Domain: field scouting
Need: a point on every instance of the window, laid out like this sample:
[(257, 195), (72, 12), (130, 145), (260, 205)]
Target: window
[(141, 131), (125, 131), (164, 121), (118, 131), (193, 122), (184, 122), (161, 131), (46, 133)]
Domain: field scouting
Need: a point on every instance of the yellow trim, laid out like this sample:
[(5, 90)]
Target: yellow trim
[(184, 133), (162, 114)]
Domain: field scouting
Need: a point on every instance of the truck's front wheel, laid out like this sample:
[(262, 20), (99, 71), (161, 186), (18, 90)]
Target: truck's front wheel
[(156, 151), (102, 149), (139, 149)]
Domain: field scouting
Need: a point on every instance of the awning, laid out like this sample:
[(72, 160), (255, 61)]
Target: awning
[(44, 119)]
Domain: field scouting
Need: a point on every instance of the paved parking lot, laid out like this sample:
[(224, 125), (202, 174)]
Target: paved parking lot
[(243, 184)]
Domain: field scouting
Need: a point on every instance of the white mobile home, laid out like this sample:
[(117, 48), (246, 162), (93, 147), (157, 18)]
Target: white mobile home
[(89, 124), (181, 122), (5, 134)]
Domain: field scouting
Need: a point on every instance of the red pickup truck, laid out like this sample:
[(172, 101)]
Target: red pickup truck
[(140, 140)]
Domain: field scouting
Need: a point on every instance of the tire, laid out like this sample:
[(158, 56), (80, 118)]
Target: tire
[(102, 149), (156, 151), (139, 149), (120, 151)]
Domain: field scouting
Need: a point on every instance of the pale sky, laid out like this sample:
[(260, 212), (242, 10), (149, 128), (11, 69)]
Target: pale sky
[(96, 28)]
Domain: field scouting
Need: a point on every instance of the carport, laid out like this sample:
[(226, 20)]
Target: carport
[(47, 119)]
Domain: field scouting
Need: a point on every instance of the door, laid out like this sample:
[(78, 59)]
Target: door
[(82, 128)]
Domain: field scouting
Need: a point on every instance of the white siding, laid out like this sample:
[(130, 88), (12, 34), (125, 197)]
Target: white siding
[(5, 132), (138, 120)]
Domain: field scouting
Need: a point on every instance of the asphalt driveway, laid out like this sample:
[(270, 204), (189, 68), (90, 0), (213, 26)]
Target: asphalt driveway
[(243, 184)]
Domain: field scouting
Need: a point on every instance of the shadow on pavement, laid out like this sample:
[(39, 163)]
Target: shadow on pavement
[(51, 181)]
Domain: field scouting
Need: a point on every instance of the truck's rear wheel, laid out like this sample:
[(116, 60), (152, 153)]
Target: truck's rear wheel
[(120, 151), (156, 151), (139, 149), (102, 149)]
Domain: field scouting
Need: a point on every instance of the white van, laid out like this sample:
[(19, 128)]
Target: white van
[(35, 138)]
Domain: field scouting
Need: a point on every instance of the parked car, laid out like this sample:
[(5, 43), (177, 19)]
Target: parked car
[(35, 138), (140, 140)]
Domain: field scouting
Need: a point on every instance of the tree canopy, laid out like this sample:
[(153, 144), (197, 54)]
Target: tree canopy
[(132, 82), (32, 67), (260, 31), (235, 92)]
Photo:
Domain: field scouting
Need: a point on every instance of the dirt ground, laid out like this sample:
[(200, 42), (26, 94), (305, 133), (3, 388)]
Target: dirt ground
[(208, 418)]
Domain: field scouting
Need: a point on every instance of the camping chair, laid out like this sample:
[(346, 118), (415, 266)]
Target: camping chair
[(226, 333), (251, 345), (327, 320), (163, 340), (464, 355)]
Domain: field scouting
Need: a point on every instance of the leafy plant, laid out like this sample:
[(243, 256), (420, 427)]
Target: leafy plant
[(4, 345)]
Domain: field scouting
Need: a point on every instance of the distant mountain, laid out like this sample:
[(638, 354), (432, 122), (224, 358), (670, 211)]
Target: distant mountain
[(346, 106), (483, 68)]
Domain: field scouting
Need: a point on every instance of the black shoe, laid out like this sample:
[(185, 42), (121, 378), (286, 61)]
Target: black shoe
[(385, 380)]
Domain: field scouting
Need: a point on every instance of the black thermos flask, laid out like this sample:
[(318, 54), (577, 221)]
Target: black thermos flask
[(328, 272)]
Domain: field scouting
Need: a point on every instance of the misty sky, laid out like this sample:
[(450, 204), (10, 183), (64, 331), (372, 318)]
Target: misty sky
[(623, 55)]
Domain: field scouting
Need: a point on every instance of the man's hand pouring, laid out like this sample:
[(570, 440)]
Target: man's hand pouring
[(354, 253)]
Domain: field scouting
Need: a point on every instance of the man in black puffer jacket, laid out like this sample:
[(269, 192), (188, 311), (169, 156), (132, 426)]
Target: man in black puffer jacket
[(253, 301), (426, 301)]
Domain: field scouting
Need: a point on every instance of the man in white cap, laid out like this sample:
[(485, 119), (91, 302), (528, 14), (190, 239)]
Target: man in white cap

→ **Given instruction**: Each entry above is to be printed again exactly.

→ **Output for this exercise**:
Domain: field scouting
Need: a point on every instance of the window, laid out like this sample:
[(257, 195), (72, 12), (130, 145), (260, 205)]
Target: window
[(141, 131), (125, 131), (164, 121), (118, 131), (193, 122), (184, 122), (161, 131), (46, 133)]
Domain: field scouting
Need: a point on every instance of the yellow trim, laid out like this sample:
[(5, 90)]
Target: yellow trim
[(184, 133), (162, 114)]
Domain: field scouting
Need: a point on every instance of the truck's front wheel, laid out like this sample:
[(262, 20), (99, 71), (161, 186), (18, 90)]
Target: truck's front wheel
[(156, 151), (102, 149), (139, 149)]
Domain: field scouting
Need: a point on every instance of the awning, laid out like this sample:
[(72, 160), (255, 61)]
Target: awning
[(44, 119)]
Domain: field scouting
Need: a point on every instance of the paved parking lot, laid out like this sample:
[(224, 125), (202, 174)]
Target: paved parking lot
[(243, 184)]
Domain: field scouting
Need: a point on every instance of the white mobile home, laid out like this sample:
[(117, 48), (246, 162), (93, 147), (157, 18)]
Target: white mobile home
[(89, 124), (181, 122), (5, 134)]
Domain: field scouting
Need: a point on every instance of the red pickup truck, laid out like this sample:
[(172, 101)]
Target: red pickup truck
[(140, 140)]
Domain: field scouting
Need: a point on every instance of the tire, laid out like this sample:
[(158, 56), (80, 118)]
Target: tire
[(102, 149), (156, 151), (139, 149), (120, 151)]
Domain: field scouting
Need: a point on every instance of the pale sky, laid out like this sample:
[(260, 212), (242, 10), (149, 128), (11, 69)]
Target: pale sky
[(96, 28)]
Domain: field scouting
Need: a point on every instance of the carport, laid out like this sample:
[(226, 20)]
Target: carport
[(47, 119)]
Domain: field scouting
Need: a point on every instance of the door, laid out like this sample:
[(78, 59)]
Target: door
[(82, 128)]
Domain: field scouting
Need: a point on every instance of the white siding, laid out like this sample:
[(130, 88), (12, 34), (125, 197)]
Target: white siding
[(5, 132), (138, 120)]
Domain: field scouting
Need: a point on every instance of the asphalt driveway, laid out like this sample:
[(270, 204), (189, 68), (90, 0), (213, 26)]
Target: asphalt driveway
[(243, 184)]
Domain: field scouting
Need: a point on every instance of the shadow on pavement, laid out like this sample:
[(39, 163)]
Target: shadow on pavement
[(51, 181)]
Domain: field scouting
Need: a point on every instance of the truck's rear wheel, laid out like this sample:
[(116, 60), (152, 153)]
Target: truck's rear wheel
[(120, 151), (156, 151), (139, 149), (102, 149)]
Domain: field scouting
Need: a point on every instance of the white van, laid out like this sample:
[(19, 128)]
Target: white van
[(35, 138)]
Domain: field scouting
Need: a point on every instance of the parked car, laid out like this sample:
[(5, 43), (177, 19)]
Target: parked car
[(35, 138), (140, 140)]
Domain: field scouting
Need: a point on every instance of the tree canopy, laid out like this sample:
[(153, 144), (197, 54)]
Target: tree canopy
[(132, 82), (32, 67), (260, 31), (235, 92)]
Photo:
Domain: field scouting
Need: a point on every instance of the dirt ground, laid out like this sample:
[(200, 42), (26, 94), (305, 133), (3, 388)]
Target: dirt ground
[(208, 418)]
Domain: field scouting
Need: a point on every instance of the camping chair, laid out like this sample:
[(346, 118), (415, 266)]
Target: camping chair
[(226, 333), (251, 345), (327, 320), (163, 340), (464, 355)]
Domain: field scouting
Need: a point on every instance of the leafy plant, laid out like this sample:
[(243, 256), (420, 427)]
Target: leafy plant
[(4, 345)]
Domain: field scouting
Need: a point on every instance of the distant mountain, laid out like this sample:
[(638, 354), (432, 122), (224, 358), (670, 211)]
Target: distant mountain
[(346, 106), (483, 68)]
Domain: field scouting
Need: a point on every instance of the black shoe, laid out like this sample:
[(185, 42), (121, 378), (286, 61)]
Target: black shoe
[(385, 380)]
Domain: field scouting
Need: a point on every instance of the black thermos flask, laid out like this sample:
[(318, 54), (577, 221)]
Target: black thermos flask
[(328, 272)]
Domain: field scouting
Need: a point on every instance of the misty sky, laid out like this sample:
[(450, 204), (10, 183), (64, 331), (372, 318)]
Target: misty sky
[(623, 55)]
Domain: field scouting
Need: a point on every instance of the man's hand pouring, laid out like this sample:
[(570, 440)]
Target: man's hand pouring
[(354, 253)]
Domain: field scouting
Need: a point on every instance of the man in black puffer jacket, laid out like this sample:
[(269, 192), (188, 311), (169, 156), (132, 426)]
Target: man in black puffer jacket
[(253, 301), (426, 301)]
Domain: field scouting
Need: a point on every instance of the man in white cap, laid out like this sample:
[(485, 119), (91, 302), (528, 14), (190, 239)]
Target: man in white cap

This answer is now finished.